## Tareas requeridas
[A] Según el fragmento sobre el béisbol cubano, ¿en qué fecha se jugó el último partido entre profesionales?
[B] Enumere los antiguos nombres de equipos que, de acuerdo con el fragmento sobre el béisbol cubano, desaparecieron al abolirse la pelota profesional.
[C] Prosiga el fragmento sobre el béisbol cubano a partir del punto en que termina.

═══ Fragmento seleccionado

Al calor de las medidas nacionalistas del gobierno revolucionario, y de la guerra encubierta iniciada por el gobierno norteamericano, el equipo Cuban Sugar Kings, perteneciente a la Liga Internacional de la Florida, fue transferido a la ciudad de Jersey. Finalmente, el 7 de febrero de 1961 se realizó el último juego entre profesionales, enfrentándose los equipos de Cienfuegos y Almendares, en una curiosa coincidencia, pues se trataba de los mismos equipos que habían inaugurado el flamante parque del Cerro hacía tres lustros. También como parte de la estrategia deportiva revolucionaria, a finales de febrero se creó el INDER como organismo rector del deporte en la Isla y en marzo fue abolida oficialmente la práctica de la pelota profesional. Con ella desaparecieron los antiguos nombres de los equipos: Almendares, Habana, Marianao y Cienfuegos, y se clausuraba una etapa de enorme relevancia para el béisbol cubano.
Esta nueva situación produjo un doble efecto, por un lado abandonaron el país grandes jugadores que habían sido ídolos de la afición durante la década anterior, como Orestes Miñoso, Guillermo Willie Miranda, Camilo Pascual, Pedro Formental, Pedro Ramos, entre otros, pero al mismo tiempo este éxodo posibilitó que surgieran y se consolidaran nuevos talentos, que empezarían a jugar en la primera Serie Nacional, en enero de 1962, y a representar a Cuba en los torneos amateurs del área. En este contexto de renovación y cambio, específicamente en el año 1966, recordable para el béisbol por los dos juegos consecutivos de no hit no run del villareño Aquino Abreu, el poeta Roberto Fernández Retamar publica en la revista Cuba, en un número dedicado a la pelota (se vivía entonces el ambiente desafiante que significaba participar en los Juegos Centroamericanos de San Juan, Puerto Rico) un poema que sería un homenaje de su generación a todo el béisbol anterior a la Revolución, y al mismo tiempo un ajuste de cuentas con la condición intelectual, vivida junto con la pasión popular por el deporte.
El poema en cuestión se titula “Pio Tái”, en un remedo de la manera en que los niños cubanos piden tiempo (“pido time”) en medio de un juego cualquiera, y está escrito en un tono casi elegíaco, pero en una atmósfera conversacional. Los primeros versos son como una invocación, una petición de benevolencia y protección hacia los escritores y artistas al comenzar su torneo de pelota:
…que antes de empezar, nuestro
{primer recuerdo
Sea para Quilla Valdés, Mosquito Ordeñana, el
{Guajiro Marrero,
Cocaína García, La Montaña Guantanamera,
Roberto Ortiz, Natilla
(desde luego), el Jiquí Moreno de la bola de
{humo, el Jibarito, y más atrás
Adolfo Luque, Miguel Ángel, Marsans,
y el Diamante Méndez, que no llegó a las Mayores
{porque era negro
y siempre el inmortal Martín Dihigo.

══════
═══ Datos proporcionados

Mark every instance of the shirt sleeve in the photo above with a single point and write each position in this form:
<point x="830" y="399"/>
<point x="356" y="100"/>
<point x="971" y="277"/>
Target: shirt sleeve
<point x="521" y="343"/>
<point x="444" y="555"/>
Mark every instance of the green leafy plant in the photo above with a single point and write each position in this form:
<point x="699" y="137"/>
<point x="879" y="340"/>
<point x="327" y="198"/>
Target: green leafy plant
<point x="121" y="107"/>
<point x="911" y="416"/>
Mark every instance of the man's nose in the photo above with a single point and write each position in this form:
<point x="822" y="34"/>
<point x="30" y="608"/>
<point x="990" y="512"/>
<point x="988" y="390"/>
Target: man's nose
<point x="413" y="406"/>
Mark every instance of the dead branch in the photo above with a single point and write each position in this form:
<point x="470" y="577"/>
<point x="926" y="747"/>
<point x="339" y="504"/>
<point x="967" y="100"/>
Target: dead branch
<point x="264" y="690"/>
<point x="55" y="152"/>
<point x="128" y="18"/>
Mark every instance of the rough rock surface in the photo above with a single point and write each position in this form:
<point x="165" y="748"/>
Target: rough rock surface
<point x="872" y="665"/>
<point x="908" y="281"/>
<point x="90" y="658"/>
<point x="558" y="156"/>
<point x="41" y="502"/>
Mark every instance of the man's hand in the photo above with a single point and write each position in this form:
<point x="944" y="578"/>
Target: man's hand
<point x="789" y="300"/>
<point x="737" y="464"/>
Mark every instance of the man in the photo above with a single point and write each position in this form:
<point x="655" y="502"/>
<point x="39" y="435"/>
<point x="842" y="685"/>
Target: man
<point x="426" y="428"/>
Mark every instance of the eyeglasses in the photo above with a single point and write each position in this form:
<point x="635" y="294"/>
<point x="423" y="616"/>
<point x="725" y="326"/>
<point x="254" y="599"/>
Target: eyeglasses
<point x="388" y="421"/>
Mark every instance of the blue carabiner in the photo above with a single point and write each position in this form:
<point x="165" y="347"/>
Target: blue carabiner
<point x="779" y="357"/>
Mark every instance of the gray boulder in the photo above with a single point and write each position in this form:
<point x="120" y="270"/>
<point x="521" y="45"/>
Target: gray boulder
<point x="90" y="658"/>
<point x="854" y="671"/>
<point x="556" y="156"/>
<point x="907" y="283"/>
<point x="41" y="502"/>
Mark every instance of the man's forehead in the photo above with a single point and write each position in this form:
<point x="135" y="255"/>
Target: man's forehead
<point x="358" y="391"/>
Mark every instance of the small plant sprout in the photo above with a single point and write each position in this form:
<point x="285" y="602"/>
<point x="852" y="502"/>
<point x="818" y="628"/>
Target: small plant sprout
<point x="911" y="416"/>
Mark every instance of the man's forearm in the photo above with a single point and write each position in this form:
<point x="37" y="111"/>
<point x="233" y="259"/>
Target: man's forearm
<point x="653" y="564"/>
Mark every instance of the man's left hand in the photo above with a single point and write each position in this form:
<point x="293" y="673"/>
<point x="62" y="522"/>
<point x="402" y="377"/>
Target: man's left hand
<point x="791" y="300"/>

══════

## Resultados finales
[A] El 7 de febrero de 1961.

[B] Almendares, Habana, Marianao y Cienfuegos.

[C]
(Y también, claro, Amado Maestri, y tantos
más…)
Inolvidables hermanos mayores donde quiera que
{estén,
hundidos en la tierra que ustedes midieron a
{batazos,
en la Tropical o en el Almendares Park,
bajo el polvo levantado al deslizarse en segunda
alimentando la hierba que se extiende en los
{jardines y es surcada por los roletazos;
O felizmente vivos aún, mereciendo el gran sol de
la una y la lluvia que hacía interrumpir el juego
y hoy acaso siga cayendo sobre otras gorras…
Cuando Retamar escribe este poema, todavía vivían o permanecían en Cuba verdaderas leyendas del juego como Miguel Ángel González, Martín Dihigo, “Natilla” Jiménez, Conrado Marrero y buenos peloteros como Gilberto Torres, “Sagüita” Hernández y el siempre digno Silvio García, formidable torpedero que no fue el primer negro en jugar Grandes Ligas porque no estaba dispuesto a ser humillado por el color de la piel. En ellos el poeta descubre toda una mitología deportiva de su niñez y juventud, compartida en un tiempo inmemorial, como dioses triunfantes, con los clásicos del arte y la literatura de su vocación definitiva, como antes había hecho Guillén en su comparación entre Darío y Méndez. Entonces puede declarar humildemente:
{donde quiera
que estén, reciban los saludos
de estos jugadores en cuya ilusión vivieron
{ustedes
antes (y no menos profundamente)
que Joyce, Mayakovski, Strawinski, Picasso o
{Klee,
Esos bateadores de 400.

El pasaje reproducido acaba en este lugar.